Eight months after the ALB is deployed, the team runs a database schema migration as part of a product release. The migration changes the column type of a frequently-queried field from VARCHAR to TEXT — a compatible change at the database layer — but the team's ORM version has a known bug where the column type change causes the ORM's internal type coercion to fail silently, returning malformed query objects that the database rejects with a "column type mismatch" error on every query that touches the affected field. The migration runs successfully; the ORM bug is not caught in the staging environment because staging uses a separate database instance where the column type change was applied three days earlier and the ORM type coercion cache had since been rebuilt. In production, the migration is applied, the new application version is deployed to all three backends in a rolling update, and all three backends come up successfully — the process starts, the Node.js event loop is healthy, and the /health endpoint returns HTTP 200. But the first production POST /transactions request that reaches any backend triggers the ORM bug: the query to write the transaction record fails with "column type mismatch," the ORM returns a 500 Internal Server Error to the caller, and every subsequent POST /transactions request on all three backends produces the same error.
+ + +
» **PROBLEMS**:
**a.** Update everything in the records from the line containing "Provide the mask of every instance of the white" down to the line containing "286L422 298L414 345L444", changing "wedding dress" to "bridal gown" and keeping the rest of those lines the same.
**b.** Go on with the text about the failed production database migration, picking up after its last sentence.
The text and the records have no connection to each other.

» **MATERIAL SHOWN**:
+ + +
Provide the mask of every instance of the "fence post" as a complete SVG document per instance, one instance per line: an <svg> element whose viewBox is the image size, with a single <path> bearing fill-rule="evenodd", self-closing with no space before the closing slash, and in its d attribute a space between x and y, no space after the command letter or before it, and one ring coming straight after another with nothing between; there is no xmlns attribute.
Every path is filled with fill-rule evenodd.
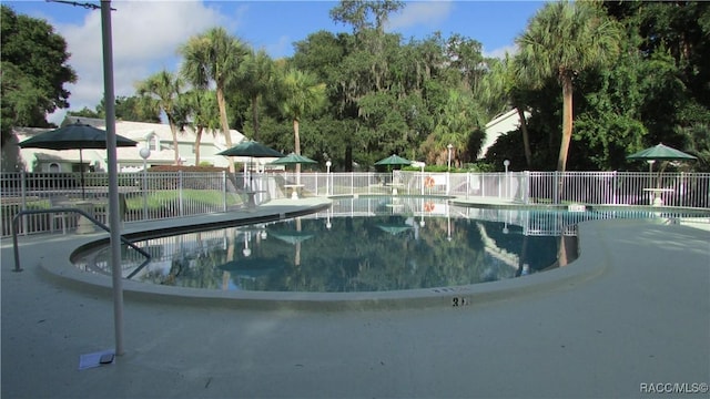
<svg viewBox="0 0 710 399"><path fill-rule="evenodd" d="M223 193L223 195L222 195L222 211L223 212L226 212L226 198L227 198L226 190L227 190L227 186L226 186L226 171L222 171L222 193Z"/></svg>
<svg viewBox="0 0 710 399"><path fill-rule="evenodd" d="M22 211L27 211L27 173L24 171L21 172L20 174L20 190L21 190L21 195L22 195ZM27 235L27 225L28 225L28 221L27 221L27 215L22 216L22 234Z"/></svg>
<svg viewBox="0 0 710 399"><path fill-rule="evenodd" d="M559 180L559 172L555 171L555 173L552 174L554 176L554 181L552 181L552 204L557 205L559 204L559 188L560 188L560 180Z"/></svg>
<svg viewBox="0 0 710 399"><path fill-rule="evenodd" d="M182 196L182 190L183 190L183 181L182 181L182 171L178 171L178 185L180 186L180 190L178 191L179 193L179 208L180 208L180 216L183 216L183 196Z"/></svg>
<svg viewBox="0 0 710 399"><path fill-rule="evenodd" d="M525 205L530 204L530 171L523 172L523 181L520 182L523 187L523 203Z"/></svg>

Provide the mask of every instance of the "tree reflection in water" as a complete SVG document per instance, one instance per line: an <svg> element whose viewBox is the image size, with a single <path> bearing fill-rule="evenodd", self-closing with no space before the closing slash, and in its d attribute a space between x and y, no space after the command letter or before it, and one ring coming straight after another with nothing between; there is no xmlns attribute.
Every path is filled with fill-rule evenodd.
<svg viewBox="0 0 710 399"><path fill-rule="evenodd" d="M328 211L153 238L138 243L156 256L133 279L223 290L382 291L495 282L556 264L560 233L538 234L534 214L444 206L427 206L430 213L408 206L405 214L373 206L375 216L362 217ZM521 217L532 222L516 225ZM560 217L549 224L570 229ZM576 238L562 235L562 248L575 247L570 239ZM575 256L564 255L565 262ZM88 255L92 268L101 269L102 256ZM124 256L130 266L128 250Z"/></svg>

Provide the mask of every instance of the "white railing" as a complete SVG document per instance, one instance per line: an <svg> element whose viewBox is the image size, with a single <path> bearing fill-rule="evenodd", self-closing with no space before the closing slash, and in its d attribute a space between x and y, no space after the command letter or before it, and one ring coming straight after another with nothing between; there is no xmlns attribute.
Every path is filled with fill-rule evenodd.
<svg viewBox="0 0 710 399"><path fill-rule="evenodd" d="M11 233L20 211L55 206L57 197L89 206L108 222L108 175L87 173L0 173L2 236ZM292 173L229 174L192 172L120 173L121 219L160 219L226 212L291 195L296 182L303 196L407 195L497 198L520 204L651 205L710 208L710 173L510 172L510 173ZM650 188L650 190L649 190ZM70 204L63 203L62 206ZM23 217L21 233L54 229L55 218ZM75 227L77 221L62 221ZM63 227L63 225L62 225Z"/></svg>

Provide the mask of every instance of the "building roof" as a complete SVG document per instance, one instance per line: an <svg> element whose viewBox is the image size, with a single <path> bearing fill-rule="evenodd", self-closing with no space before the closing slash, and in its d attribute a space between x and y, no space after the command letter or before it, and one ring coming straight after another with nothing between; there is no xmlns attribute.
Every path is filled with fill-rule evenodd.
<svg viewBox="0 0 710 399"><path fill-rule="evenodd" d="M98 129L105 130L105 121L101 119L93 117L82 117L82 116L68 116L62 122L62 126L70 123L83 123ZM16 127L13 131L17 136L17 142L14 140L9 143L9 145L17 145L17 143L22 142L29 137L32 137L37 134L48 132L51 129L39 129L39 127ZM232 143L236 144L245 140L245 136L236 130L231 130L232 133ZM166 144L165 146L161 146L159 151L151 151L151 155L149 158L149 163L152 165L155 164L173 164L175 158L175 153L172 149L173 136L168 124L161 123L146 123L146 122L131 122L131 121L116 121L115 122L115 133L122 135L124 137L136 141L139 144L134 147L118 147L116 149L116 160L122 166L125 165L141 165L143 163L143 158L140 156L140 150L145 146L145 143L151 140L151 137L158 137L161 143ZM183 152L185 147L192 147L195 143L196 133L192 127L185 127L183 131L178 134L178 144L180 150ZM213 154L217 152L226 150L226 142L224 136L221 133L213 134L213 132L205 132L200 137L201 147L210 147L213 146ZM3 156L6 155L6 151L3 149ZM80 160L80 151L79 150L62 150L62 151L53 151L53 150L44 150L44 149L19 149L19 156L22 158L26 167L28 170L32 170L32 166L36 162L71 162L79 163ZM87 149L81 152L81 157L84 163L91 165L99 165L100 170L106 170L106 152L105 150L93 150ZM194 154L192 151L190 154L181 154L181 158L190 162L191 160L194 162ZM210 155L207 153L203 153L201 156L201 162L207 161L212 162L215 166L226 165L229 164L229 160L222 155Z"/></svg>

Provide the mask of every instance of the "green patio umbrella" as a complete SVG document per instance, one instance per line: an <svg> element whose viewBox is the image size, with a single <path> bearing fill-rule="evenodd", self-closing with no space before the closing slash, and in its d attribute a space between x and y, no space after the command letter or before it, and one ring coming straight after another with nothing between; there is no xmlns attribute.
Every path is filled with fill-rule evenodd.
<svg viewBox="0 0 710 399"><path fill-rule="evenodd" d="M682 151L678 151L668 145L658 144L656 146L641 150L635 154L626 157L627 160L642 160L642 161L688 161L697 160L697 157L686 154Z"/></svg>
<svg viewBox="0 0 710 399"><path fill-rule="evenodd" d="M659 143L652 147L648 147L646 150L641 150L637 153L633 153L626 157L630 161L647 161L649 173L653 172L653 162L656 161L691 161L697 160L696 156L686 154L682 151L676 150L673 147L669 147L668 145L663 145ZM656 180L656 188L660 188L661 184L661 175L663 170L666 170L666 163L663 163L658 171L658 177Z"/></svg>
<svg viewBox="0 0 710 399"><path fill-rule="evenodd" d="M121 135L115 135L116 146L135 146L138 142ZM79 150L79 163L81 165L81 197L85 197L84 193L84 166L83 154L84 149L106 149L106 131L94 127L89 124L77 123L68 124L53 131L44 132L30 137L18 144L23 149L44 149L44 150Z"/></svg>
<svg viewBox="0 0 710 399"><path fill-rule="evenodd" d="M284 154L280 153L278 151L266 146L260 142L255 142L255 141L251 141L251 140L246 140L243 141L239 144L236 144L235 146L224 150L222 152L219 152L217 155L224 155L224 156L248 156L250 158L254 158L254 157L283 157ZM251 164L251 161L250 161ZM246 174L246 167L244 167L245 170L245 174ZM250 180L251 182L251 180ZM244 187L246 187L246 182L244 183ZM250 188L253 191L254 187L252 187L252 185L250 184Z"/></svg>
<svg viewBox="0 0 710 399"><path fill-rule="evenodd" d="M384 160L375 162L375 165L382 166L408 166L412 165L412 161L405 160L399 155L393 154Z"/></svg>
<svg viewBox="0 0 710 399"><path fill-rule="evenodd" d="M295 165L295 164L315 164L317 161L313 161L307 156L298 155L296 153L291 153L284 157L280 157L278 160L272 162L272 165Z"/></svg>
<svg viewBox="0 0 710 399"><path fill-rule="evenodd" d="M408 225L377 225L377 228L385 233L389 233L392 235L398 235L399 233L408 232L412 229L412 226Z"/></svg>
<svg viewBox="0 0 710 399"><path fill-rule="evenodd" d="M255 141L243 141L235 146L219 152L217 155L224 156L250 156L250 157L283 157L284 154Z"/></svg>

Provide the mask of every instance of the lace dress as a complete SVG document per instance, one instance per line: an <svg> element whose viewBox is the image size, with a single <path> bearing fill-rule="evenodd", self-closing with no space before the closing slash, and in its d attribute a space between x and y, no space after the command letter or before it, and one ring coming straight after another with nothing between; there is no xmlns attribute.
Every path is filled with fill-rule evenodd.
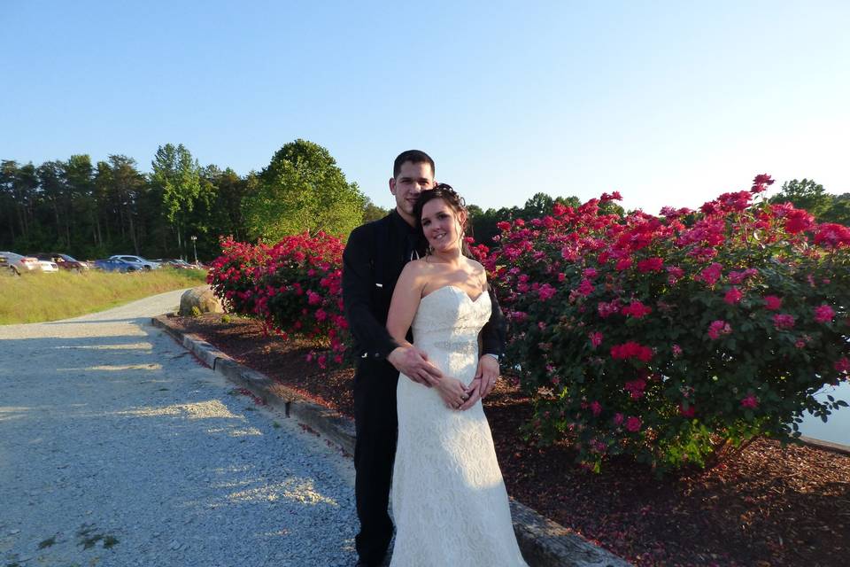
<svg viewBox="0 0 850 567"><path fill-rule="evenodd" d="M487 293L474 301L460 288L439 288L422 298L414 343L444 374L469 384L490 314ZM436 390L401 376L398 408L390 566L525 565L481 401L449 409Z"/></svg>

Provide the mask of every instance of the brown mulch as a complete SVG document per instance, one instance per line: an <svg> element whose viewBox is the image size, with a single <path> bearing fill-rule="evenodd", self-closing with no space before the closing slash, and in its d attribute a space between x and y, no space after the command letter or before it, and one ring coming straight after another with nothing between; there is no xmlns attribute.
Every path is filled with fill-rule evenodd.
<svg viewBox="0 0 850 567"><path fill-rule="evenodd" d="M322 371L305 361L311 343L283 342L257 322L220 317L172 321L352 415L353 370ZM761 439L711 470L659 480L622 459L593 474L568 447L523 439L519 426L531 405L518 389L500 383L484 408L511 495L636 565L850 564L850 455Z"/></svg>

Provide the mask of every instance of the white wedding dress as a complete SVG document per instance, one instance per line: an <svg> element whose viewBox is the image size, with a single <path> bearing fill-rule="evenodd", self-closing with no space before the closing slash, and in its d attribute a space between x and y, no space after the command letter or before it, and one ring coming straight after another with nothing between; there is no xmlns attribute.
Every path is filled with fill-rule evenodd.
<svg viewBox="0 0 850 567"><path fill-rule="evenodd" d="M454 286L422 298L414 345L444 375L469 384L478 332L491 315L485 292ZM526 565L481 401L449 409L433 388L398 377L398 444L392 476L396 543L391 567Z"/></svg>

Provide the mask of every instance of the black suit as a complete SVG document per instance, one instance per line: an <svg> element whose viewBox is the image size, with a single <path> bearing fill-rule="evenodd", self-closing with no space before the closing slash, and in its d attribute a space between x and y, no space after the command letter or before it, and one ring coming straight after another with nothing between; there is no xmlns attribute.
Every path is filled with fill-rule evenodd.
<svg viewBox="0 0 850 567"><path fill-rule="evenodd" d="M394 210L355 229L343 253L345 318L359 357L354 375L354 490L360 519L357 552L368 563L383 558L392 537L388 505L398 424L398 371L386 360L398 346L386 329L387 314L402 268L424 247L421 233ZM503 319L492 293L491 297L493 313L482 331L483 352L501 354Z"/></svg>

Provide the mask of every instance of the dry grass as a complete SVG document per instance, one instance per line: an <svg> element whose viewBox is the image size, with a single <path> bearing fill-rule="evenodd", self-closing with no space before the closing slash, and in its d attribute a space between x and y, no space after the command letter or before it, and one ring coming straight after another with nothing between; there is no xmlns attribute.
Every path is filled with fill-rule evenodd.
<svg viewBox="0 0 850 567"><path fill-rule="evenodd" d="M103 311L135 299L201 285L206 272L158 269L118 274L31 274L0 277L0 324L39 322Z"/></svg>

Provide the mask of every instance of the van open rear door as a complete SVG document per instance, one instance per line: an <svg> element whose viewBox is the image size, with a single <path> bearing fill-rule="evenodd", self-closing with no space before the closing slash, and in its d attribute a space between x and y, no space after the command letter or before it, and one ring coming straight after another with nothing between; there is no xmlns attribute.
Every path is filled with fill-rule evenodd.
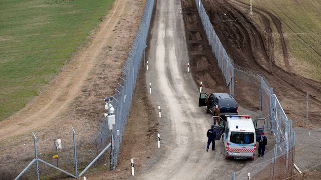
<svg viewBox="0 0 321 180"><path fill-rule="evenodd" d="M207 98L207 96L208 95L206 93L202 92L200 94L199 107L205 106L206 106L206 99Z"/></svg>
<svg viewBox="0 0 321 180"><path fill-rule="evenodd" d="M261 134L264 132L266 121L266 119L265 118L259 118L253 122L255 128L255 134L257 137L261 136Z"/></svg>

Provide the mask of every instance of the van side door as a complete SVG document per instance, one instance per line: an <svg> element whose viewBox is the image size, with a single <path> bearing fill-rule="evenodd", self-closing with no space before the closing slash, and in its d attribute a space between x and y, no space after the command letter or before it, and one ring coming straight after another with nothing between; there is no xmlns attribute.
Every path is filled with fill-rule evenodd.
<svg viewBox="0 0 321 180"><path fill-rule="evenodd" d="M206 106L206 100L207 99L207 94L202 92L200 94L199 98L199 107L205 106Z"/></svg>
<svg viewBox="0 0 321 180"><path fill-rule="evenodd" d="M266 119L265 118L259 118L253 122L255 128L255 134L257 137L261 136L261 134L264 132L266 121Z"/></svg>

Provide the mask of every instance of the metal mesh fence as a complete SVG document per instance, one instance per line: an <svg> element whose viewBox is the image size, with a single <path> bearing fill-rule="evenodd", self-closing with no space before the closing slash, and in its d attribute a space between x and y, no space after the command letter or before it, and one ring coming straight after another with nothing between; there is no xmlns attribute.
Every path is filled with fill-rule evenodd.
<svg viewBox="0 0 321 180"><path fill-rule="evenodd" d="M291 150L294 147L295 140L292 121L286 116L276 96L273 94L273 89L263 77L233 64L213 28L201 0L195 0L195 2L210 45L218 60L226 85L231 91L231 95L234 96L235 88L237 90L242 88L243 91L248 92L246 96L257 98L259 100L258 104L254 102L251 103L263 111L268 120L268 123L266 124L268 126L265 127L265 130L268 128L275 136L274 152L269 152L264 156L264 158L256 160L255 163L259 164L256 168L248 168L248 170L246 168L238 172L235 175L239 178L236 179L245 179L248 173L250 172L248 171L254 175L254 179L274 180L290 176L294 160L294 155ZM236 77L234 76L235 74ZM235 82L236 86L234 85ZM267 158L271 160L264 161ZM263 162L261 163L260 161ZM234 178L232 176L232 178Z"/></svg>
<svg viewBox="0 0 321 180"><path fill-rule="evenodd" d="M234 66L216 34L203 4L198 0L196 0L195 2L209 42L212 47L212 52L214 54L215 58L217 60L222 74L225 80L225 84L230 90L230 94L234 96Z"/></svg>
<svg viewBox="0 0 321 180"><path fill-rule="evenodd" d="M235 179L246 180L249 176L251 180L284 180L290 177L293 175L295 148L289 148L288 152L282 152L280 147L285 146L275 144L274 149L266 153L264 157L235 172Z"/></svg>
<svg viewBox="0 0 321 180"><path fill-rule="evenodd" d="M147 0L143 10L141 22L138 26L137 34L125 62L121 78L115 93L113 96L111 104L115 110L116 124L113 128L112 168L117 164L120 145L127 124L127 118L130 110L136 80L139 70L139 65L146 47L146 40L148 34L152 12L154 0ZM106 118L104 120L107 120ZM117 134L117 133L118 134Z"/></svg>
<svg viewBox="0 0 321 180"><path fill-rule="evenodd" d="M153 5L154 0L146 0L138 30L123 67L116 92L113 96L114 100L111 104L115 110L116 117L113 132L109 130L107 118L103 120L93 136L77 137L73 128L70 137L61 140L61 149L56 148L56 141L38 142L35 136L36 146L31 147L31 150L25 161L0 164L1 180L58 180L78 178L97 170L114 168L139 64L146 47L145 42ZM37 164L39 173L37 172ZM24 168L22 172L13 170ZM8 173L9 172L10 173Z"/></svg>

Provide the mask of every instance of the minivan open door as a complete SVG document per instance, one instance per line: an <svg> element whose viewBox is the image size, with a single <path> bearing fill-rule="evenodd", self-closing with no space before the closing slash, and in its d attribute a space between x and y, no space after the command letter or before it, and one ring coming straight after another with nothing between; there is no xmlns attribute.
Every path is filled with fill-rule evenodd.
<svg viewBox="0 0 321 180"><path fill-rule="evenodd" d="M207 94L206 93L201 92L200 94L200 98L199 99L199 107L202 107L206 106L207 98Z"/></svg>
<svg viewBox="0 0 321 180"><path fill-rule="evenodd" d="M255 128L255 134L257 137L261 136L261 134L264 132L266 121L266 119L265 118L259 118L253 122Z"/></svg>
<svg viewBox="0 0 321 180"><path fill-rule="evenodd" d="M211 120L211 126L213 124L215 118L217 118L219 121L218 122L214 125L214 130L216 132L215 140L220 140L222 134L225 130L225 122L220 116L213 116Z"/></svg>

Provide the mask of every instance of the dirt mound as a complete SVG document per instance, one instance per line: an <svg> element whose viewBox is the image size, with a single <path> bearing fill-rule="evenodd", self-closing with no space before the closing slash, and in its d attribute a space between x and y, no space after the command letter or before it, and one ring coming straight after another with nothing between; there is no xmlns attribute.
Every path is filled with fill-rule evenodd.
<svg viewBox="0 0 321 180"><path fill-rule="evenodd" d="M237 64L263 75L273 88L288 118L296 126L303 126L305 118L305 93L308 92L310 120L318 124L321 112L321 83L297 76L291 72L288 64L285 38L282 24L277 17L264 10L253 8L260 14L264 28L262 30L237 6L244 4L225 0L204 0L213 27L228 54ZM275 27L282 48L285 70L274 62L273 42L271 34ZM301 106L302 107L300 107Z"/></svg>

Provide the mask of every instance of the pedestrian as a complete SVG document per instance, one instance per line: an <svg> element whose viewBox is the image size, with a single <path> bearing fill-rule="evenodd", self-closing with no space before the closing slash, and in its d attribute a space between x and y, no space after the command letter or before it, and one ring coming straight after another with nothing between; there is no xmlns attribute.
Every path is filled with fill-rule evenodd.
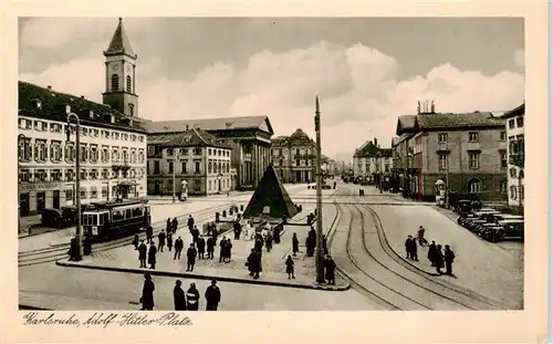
+ + +
» **TASK RESPONSES**:
**a.**
Provide the mask of every instance of the white bridal gown as a complete SVG document per instance, one instance per line: an <svg> element whose viewBox is the image size, with a single <path> bearing fill-rule="evenodd", self-closing with no space before the closing slash, and in its d attribute a space between x and y, no space after the command letter or before it, and one ring coming straight after another with nothing between; there is no xmlns attribute.
Every path is filled with fill-rule evenodd.
<svg viewBox="0 0 850 567"><path fill-rule="evenodd" d="M454 286L422 298L414 345L444 375L469 384L478 332L491 315L485 292ZM526 565L481 401L449 409L433 388L398 377L398 444L392 476L396 543L391 567Z"/></svg>

**b.**
For thirty-four minutes, the ALB routes POST /transactions requests to all three backends, all three return HTTP 500, and the health check returns HTTP 200 on all three. The monitoring alert fires when the per-endpoint P99 error rate threshold is exceeded at the ten-minute mark, the on-call engineer investigates, identifies the ORM error in the application logs, and initiates a rollback. The rollback takes twenty-four minutes to complete across three instances in the rolling update. The health check's failure detection mechanism never triggered during the incident: the check was configured to detect process-down failure, which did not occur, and was not configured to detect ORM query failure, which did. The post-incident review identifies that the /health endpoint specification was never documented: there was no written record of what the endpoint was expected to verify (process health only) versus what failure modes it would not catch (application-layer errors that do not crash the process), no discussion of whether a deep health check that executed a database query would have been appropriate given the team's SLA requirements, and no acknowledgment that the gap between "process up" and "application healthy" is a deliberate operational trade-off that must be documented and covered by an alternative detection mechanism (error rate monitoring, synthetic transaction monitoring, application performance monitoring) rather than discovered during an incident review.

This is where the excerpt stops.